As Ken-Don so dramatically puts it, on Election Day, 1975, he vanished. Of course, 1975 was an off year election and it would have been so much more dramatic if the Satanists had waited a year, but they didn’t. Less spectacularly, Eunice told the FBI that Ken-Don had said he had to go next door to speak to someone in the church, and never came back. A few days later his car turned up abandoned in nearby Binghampton, New York. Ken-Don’s disappearance was chronicled in a number of Christian publications, as well as the local secular press. And in February, 1976, a part time preacher in a Minneapolis shelter saw Ken-Don’s photo in a magazine and recognized him as the man he knew as Bruce Williams. When confronted, Ken-Don-Bruce insisted he was the only son of Dr. Kent Williams, of Middleport, N.Y, and that he was a salesman for Williams-Fragrano. But when the FBI checked they found that Bruce Williams had died in a horrible car crash years before. Ken-Don-Bruce then said his name was Donald Fragano, but the FBI already knew that Fragano had died in the same crash that had killed Bruce. Finally Ken-Don-Bruce-Donald came up with the Satanist abduction story and the FBI decided they had more important things to worry and returned him to his lucky family.
Back in Maine, New York the “simple country folk” as Ken-Don-etc. described them, were just glad Ken-et.al. was safe. But frankly his utility as a preacher had been about used up, so after hearing his abduction story, they fired his ass. And that was why Ken-Don-etc. and Eunice and the kids moved to the little church in Hammond, Indiana; lucky congregation, they. And it was from there, on June 8, 1980, that Ken-Don-etc. disappeared yet again. According to that missing person’s report, Ken-Don-etcs’s friends in Hammond said they feared he might have been abducted by the same “cult” which had kidnapped him before. Seven years later poor Eunice had him legally declared dead.

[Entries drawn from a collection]

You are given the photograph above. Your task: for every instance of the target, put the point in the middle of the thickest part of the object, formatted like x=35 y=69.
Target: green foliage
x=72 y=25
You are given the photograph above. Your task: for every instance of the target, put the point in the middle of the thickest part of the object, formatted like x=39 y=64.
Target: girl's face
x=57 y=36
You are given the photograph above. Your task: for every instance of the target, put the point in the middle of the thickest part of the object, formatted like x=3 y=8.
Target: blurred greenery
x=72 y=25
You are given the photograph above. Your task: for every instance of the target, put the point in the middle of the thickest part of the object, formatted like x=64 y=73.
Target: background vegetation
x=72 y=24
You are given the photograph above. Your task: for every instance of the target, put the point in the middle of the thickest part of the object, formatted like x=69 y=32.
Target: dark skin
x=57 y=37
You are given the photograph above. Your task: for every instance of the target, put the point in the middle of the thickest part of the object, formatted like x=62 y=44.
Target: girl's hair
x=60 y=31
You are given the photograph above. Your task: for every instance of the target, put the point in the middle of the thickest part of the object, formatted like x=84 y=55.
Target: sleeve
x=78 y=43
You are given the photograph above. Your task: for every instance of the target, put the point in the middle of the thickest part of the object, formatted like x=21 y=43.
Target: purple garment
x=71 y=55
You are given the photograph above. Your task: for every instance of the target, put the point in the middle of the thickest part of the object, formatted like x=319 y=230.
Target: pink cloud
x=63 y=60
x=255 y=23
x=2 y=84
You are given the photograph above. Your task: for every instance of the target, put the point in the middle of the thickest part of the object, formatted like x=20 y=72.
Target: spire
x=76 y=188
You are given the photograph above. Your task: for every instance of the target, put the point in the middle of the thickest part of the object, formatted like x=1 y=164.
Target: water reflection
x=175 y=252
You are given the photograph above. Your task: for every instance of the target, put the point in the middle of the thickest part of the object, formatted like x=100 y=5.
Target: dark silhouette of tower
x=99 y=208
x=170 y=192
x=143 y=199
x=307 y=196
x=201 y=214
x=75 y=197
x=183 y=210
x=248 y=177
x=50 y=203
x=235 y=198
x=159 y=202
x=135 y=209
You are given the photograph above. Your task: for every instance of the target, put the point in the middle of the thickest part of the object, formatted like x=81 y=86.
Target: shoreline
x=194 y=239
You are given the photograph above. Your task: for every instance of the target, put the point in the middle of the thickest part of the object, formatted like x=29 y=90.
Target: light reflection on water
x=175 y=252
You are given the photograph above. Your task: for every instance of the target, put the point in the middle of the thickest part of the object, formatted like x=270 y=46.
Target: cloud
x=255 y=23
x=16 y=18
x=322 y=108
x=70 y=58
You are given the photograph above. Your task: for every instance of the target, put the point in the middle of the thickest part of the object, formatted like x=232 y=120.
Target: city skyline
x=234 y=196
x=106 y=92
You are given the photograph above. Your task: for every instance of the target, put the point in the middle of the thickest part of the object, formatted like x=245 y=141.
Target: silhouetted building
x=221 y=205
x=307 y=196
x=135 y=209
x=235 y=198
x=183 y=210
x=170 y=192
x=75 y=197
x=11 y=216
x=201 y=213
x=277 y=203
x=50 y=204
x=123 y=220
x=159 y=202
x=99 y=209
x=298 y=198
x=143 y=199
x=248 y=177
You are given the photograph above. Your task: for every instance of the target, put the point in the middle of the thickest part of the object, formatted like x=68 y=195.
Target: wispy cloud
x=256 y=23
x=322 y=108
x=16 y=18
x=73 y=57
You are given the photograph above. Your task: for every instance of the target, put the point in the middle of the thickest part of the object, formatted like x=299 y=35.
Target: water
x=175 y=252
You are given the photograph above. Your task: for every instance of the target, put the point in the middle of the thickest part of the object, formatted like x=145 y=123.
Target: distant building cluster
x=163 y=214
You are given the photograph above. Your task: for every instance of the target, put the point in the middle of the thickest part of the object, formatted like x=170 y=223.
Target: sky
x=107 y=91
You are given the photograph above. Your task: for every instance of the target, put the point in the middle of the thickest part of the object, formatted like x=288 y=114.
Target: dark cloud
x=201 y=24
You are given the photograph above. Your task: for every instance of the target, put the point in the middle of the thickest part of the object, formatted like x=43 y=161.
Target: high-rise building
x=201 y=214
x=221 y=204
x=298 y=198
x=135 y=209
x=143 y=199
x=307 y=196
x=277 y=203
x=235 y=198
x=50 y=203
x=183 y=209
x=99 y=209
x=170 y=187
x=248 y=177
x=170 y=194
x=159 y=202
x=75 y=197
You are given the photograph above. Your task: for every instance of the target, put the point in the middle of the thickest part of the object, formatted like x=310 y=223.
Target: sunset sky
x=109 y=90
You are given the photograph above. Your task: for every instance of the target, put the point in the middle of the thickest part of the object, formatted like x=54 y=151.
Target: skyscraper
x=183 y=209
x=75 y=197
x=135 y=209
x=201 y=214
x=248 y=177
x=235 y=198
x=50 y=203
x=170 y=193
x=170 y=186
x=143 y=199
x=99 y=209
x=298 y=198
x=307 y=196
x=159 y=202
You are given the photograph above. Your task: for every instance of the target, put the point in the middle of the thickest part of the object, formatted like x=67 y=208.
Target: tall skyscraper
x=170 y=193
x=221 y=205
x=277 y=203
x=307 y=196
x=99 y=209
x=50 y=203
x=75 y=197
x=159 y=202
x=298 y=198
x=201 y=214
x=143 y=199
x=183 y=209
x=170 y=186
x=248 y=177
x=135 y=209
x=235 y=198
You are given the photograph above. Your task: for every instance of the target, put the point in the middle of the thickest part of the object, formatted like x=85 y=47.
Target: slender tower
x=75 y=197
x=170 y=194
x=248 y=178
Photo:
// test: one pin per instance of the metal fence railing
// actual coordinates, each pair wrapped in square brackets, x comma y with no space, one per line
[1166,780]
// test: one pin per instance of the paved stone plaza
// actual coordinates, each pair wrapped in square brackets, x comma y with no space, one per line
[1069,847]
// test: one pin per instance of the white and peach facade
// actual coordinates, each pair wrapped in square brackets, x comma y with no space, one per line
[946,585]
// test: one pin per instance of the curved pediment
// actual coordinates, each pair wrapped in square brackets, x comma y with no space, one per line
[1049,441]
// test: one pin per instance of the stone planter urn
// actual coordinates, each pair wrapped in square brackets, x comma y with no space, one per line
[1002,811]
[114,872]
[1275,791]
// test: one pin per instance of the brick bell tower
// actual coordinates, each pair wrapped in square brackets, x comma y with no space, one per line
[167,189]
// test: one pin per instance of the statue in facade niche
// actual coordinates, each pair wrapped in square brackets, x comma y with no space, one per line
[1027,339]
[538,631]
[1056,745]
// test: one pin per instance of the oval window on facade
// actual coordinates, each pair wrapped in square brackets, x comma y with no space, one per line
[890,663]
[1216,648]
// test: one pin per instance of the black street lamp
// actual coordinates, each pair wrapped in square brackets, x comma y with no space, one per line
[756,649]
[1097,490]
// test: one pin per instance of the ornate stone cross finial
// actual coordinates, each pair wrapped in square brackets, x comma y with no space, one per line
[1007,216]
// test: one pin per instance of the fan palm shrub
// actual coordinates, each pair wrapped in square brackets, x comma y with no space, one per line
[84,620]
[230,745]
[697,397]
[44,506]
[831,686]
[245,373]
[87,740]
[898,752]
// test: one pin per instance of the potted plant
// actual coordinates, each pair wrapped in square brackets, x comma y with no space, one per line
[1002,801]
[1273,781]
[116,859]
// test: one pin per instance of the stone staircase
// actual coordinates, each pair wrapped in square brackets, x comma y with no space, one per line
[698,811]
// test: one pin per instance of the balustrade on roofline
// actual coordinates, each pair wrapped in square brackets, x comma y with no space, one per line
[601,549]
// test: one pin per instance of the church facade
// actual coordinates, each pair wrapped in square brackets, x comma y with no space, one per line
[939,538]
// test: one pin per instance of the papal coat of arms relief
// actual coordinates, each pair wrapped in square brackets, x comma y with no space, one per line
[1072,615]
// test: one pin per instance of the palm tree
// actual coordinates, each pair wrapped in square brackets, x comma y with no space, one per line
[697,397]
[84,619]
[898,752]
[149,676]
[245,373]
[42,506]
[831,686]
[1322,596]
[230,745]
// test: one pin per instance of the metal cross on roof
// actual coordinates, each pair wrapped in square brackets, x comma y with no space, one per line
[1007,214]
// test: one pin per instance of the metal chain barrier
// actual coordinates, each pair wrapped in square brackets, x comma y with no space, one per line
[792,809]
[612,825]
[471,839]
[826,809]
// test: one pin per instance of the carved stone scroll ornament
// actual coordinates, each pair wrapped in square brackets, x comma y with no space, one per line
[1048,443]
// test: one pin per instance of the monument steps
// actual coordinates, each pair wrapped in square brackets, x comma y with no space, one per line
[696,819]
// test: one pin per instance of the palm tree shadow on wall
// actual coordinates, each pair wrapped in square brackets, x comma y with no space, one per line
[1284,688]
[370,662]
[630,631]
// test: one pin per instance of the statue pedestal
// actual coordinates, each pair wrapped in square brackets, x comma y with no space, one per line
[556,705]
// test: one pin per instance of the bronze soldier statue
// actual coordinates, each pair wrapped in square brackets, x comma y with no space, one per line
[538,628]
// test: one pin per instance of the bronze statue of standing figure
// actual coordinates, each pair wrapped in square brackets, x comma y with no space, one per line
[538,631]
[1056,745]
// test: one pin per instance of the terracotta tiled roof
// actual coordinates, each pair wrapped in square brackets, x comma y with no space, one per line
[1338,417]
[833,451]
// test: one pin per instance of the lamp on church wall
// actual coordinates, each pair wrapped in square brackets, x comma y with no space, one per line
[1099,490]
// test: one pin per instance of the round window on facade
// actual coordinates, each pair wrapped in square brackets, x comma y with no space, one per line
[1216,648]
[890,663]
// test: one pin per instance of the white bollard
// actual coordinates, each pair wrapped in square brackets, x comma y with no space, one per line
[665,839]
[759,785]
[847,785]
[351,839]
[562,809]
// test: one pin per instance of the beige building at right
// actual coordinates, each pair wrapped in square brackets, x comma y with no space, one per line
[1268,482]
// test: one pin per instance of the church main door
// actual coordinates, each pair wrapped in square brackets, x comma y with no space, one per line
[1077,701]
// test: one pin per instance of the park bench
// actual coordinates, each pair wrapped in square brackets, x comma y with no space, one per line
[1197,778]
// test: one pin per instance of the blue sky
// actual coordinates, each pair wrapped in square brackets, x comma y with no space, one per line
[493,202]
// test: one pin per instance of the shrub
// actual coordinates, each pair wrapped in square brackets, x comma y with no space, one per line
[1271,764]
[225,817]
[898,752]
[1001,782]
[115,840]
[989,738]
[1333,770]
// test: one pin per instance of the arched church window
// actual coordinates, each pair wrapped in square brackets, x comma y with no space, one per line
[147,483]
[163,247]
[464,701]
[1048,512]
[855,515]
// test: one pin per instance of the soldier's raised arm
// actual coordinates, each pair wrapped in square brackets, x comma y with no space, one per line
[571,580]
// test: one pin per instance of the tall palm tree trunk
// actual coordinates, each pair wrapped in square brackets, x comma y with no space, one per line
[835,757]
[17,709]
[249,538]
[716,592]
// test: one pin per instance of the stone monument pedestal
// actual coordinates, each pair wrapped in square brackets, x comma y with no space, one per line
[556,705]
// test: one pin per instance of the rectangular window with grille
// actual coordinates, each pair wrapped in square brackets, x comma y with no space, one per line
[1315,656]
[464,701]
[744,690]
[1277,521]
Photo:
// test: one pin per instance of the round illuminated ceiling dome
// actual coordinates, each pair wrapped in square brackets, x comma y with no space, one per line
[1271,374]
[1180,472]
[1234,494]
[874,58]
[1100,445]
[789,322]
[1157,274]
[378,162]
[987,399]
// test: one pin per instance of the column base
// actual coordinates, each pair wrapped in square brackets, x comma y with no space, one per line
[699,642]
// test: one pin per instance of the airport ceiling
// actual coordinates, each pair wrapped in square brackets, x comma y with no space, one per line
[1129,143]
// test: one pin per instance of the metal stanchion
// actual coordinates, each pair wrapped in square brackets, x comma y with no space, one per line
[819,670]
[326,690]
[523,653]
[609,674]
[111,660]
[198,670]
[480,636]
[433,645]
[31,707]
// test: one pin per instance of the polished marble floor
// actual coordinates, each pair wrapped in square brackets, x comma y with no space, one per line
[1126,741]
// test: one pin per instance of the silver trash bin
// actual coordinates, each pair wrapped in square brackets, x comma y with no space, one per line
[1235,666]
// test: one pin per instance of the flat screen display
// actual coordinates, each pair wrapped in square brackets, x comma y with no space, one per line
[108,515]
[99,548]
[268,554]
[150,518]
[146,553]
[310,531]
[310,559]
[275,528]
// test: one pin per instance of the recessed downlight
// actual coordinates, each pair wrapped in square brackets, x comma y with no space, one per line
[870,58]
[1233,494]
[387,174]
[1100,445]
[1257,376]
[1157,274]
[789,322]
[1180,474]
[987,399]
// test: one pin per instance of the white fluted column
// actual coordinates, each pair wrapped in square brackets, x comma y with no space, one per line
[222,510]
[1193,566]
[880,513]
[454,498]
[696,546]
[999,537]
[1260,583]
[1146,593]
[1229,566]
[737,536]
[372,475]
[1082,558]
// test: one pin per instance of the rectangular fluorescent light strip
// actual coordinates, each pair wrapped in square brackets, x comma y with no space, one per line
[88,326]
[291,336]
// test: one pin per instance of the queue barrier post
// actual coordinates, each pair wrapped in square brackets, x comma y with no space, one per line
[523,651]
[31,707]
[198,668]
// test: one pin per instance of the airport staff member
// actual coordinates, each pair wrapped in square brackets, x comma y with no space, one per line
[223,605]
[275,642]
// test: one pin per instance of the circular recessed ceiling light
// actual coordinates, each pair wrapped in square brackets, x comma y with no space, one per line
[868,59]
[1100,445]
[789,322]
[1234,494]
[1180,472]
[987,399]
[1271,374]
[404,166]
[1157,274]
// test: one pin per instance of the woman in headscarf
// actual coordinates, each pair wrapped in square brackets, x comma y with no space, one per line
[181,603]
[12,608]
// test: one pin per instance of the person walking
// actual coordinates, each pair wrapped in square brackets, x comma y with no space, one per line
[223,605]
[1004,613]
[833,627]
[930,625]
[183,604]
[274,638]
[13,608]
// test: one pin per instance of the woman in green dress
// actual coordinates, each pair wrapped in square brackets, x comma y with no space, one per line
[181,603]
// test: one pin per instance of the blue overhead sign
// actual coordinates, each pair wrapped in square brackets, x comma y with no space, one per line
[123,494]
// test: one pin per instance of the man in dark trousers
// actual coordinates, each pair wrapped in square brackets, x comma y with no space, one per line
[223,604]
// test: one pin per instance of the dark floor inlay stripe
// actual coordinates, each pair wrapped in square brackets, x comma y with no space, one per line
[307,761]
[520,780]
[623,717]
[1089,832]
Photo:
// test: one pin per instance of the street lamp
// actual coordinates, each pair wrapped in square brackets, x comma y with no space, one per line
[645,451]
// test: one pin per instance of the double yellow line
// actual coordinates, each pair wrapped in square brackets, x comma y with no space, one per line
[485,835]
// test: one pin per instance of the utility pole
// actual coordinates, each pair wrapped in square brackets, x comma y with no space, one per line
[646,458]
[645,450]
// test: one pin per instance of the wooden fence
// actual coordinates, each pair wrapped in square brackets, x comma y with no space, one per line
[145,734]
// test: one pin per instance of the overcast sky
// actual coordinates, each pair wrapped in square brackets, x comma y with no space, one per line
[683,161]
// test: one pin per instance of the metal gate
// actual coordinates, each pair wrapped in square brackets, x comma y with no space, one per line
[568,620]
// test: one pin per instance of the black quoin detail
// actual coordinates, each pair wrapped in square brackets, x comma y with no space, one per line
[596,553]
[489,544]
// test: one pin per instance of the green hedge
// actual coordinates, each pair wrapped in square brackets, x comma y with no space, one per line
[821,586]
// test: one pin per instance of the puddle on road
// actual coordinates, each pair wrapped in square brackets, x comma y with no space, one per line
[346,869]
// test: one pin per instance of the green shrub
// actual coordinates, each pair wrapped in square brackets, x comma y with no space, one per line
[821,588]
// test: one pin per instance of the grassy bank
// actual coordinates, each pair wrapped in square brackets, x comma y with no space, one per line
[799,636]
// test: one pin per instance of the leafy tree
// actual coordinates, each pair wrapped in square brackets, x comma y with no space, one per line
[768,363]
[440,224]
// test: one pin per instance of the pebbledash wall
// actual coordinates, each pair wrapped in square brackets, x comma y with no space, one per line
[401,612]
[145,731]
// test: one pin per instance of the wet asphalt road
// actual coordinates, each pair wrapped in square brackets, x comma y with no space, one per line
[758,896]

List of tasks:
**1)** Answer these questions from the Ken-Don passage:
(a) In what year did Ken-Don first vanish on Election Day?
(b) In which city was his abandoned car found a few days later?
(c) On what date did he disappear from Hammond, Indiana?
**2)** Reproduce the portion of the Ken-Don passage starting with "Back in Maine, New" and going on through "legally declared dead.".
These rows come from a separate source and are unrelated to the Ken-Don passage.

Answers given:
**1)**
(a) 1975
(b) Binghampton, New York
(c) June 8, 1980

**2)**
Back in Maine, New York the “simple country folk” as Ken-Don-etc. described them, were just glad Ken-et.al. was safe. But frankly his utility as a preacher had been about used up, so after hearing his abduction story, they fired his ass. And that was why Ken-Don-etc. and Eunice and the kids moved to the little church in Hammond, Indiana; lucky congregation, they. And it was from there, on June 8, 1980, that Ken-Don-etc. disappeared yet again. According to that missing person’s report, Ken-Don-etcs’s friends in Hammond said they feared he might have been abducted by the same “cult” which had kidnapped him before. Seven years later poor Eunice had him legally declared dead.